Start of Data
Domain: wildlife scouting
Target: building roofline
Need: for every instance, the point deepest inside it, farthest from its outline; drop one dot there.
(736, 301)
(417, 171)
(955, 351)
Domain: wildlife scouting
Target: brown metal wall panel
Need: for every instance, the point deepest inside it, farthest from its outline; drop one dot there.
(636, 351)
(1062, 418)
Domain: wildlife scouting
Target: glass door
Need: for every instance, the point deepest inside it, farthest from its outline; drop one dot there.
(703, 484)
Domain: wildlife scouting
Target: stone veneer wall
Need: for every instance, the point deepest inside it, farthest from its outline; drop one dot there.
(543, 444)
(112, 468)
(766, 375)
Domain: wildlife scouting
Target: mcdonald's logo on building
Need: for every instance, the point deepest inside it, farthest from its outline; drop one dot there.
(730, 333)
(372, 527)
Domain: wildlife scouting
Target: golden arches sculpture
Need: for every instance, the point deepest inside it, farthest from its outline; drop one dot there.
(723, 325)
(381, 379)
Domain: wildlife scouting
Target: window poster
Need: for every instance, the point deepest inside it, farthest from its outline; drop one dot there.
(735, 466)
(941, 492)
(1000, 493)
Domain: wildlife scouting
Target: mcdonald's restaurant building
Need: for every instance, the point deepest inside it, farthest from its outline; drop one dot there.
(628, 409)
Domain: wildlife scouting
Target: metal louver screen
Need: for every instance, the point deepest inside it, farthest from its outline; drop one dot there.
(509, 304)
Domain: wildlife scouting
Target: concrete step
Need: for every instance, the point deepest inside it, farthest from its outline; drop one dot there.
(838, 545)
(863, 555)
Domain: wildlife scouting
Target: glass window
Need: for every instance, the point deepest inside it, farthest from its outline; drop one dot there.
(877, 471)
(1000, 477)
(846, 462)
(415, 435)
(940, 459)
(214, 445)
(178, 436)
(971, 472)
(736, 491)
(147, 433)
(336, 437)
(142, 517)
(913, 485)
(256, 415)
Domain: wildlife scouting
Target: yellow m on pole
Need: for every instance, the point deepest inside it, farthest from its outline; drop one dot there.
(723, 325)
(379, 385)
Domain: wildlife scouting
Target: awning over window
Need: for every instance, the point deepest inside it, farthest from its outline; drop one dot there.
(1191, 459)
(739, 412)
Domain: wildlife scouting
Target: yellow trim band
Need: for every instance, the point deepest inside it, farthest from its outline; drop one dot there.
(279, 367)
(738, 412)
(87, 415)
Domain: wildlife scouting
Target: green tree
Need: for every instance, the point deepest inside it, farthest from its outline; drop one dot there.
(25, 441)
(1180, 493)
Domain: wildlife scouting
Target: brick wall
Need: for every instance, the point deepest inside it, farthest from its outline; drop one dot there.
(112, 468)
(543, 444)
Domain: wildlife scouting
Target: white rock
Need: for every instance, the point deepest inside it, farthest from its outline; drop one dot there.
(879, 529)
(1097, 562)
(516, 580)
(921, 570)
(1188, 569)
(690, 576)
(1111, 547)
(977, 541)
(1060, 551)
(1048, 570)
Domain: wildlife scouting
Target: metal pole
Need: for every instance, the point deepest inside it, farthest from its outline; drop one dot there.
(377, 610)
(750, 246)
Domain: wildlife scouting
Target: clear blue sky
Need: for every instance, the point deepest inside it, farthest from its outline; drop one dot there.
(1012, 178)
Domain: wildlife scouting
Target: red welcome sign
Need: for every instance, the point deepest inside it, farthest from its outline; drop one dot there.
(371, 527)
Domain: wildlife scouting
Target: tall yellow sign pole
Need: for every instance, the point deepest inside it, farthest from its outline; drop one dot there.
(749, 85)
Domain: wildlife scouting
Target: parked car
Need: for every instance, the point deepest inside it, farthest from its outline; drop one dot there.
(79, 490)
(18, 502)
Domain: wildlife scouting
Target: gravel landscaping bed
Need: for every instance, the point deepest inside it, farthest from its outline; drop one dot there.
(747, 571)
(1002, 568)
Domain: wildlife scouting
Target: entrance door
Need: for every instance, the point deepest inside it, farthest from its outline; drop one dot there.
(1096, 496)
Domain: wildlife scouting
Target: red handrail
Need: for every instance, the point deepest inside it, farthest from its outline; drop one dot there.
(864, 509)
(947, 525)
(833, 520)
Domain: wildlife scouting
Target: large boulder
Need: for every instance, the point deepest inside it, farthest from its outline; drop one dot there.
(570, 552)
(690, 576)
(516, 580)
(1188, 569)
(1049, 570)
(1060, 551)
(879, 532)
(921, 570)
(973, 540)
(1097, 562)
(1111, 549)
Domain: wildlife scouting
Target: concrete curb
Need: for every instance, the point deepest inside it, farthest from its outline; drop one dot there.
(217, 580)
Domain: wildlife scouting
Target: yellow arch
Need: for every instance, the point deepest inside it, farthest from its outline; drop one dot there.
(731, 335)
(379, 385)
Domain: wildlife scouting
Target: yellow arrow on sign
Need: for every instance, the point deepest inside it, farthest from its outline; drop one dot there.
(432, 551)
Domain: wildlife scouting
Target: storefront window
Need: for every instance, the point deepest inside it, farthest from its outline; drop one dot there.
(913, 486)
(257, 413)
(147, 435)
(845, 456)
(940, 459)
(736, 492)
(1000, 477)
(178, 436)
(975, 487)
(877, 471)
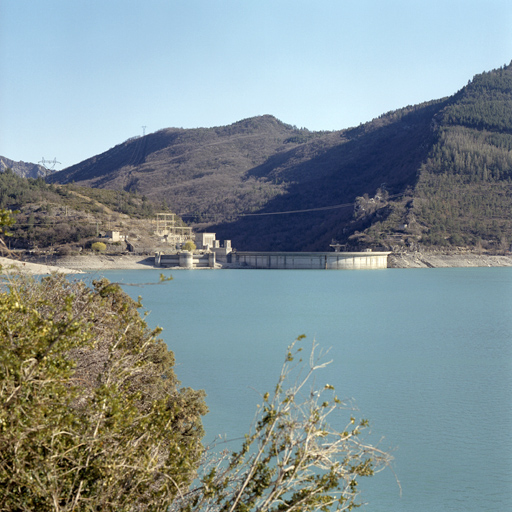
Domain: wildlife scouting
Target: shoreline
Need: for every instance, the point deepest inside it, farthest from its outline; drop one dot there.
(88, 263)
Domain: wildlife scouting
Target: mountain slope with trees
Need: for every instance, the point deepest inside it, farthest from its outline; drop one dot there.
(436, 174)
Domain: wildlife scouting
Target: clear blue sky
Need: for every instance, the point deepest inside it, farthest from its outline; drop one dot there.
(78, 77)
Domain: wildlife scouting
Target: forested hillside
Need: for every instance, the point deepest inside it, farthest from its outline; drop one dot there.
(436, 174)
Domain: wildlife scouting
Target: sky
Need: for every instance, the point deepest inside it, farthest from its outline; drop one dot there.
(78, 77)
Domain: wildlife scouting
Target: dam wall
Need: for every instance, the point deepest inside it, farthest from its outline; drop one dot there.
(185, 259)
(311, 260)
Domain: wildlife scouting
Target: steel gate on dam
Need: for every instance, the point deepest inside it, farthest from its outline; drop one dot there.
(311, 260)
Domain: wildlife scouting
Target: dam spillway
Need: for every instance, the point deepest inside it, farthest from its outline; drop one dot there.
(311, 260)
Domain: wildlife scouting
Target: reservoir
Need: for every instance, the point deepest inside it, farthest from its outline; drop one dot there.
(426, 354)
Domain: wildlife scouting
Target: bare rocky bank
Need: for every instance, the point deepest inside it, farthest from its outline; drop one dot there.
(73, 265)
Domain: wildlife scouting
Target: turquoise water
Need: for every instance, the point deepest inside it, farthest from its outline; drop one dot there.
(425, 353)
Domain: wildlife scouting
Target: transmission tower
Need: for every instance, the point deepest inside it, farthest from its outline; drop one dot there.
(49, 165)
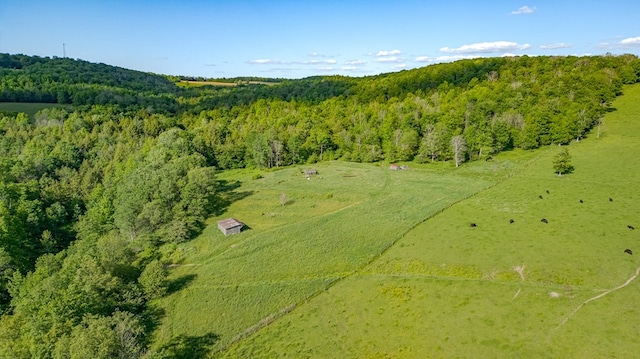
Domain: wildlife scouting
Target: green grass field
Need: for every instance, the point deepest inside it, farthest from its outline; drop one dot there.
(29, 108)
(363, 262)
(447, 290)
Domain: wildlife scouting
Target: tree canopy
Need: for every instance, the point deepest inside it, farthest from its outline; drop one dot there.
(94, 198)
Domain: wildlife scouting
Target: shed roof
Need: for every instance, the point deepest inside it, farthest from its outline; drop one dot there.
(229, 223)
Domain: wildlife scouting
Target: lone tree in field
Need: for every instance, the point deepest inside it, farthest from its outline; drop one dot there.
(459, 147)
(562, 162)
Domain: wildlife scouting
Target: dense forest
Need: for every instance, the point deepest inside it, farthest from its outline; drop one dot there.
(96, 196)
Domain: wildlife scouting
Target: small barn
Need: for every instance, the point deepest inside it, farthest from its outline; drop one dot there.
(230, 226)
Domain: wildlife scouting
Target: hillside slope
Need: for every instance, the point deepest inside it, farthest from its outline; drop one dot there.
(500, 289)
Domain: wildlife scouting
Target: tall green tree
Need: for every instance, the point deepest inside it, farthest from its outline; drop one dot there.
(562, 162)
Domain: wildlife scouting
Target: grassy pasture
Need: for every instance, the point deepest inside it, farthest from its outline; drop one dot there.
(446, 289)
(331, 226)
(29, 108)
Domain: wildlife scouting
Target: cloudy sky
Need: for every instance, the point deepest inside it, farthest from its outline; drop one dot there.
(300, 38)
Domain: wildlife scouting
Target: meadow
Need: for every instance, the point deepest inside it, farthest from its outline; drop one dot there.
(361, 261)
(29, 108)
(500, 289)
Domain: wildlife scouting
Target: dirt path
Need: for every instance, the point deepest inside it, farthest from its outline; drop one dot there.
(599, 296)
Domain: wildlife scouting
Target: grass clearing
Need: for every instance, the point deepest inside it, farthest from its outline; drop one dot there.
(447, 289)
(29, 108)
(331, 226)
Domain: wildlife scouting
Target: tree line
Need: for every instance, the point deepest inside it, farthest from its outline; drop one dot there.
(95, 199)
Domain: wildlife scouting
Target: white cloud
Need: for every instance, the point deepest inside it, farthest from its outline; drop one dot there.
(389, 59)
(631, 41)
(486, 47)
(316, 62)
(524, 10)
(558, 45)
(388, 53)
(265, 62)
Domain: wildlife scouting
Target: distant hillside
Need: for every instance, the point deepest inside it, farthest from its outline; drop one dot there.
(67, 81)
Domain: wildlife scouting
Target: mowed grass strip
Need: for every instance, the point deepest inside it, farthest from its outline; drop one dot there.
(331, 226)
(450, 290)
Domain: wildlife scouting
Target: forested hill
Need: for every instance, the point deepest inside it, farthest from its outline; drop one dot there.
(95, 197)
(67, 81)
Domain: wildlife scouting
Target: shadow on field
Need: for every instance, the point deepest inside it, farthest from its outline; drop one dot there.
(180, 283)
(188, 347)
(227, 194)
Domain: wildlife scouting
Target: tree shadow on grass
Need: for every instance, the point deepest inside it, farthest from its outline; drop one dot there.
(188, 347)
(180, 283)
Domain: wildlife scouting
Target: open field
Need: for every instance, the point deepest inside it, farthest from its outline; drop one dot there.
(499, 289)
(29, 108)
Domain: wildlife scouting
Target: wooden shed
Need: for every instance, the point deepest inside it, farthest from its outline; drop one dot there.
(230, 226)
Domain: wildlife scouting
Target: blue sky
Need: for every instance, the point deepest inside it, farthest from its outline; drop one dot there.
(295, 39)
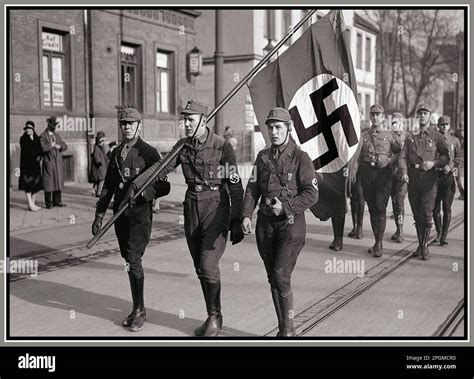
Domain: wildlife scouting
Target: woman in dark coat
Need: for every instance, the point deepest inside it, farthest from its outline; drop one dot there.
(99, 163)
(30, 168)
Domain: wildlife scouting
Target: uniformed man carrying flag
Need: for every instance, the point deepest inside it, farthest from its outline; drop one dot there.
(284, 182)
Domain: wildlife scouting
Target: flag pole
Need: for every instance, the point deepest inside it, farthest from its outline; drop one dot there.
(181, 143)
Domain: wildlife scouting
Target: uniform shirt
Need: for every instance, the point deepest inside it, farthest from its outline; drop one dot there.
(293, 171)
(140, 156)
(379, 146)
(211, 163)
(456, 158)
(427, 145)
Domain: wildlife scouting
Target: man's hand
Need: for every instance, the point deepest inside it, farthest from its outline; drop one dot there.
(427, 165)
(96, 225)
(276, 206)
(128, 196)
(236, 232)
(247, 225)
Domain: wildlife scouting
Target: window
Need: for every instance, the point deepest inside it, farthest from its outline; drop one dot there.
(286, 24)
(131, 76)
(367, 106)
(359, 51)
(53, 62)
(164, 82)
(368, 53)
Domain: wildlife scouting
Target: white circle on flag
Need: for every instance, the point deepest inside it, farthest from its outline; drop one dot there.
(317, 146)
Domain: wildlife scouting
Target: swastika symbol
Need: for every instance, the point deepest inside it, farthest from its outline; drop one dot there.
(324, 124)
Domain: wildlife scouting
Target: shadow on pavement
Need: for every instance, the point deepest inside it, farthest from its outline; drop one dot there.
(65, 297)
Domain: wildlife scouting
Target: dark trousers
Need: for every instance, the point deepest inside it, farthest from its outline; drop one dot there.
(133, 230)
(376, 184)
(206, 225)
(52, 198)
(422, 190)
(279, 243)
(445, 195)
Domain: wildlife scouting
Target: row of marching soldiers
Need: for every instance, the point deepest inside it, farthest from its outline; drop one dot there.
(422, 162)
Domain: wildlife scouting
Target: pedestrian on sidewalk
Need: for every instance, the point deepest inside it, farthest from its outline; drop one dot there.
(447, 182)
(425, 151)
(53, 166)
(30, 165)
(210, 170)
(379, 152)
(133, 227)
(99, 163)
(399, 186)
(284, 181)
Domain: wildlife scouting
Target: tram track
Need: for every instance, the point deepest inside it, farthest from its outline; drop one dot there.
(322, 309)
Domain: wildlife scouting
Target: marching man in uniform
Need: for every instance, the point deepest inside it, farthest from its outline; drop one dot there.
(379, 151)
(133, 227)
(284, 181)
(423, 154)
(210, 170)
(447, 183)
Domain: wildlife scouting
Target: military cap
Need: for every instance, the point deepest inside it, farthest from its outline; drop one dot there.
(29, 125)
(423, 107)
(444, 120)
(376, 108)
(278, 114)
(194, 107)
(129, 115)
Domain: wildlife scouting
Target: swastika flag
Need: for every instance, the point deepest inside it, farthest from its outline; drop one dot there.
(314, 79)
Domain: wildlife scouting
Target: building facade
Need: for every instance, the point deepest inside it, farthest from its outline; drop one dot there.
(82, 64)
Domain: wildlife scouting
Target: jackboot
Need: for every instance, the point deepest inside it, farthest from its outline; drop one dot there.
End of Data
_Task description_: Find the number of lines above that hold the word "mcdonald", then write that number by itself.

_Result of this exercise_: 2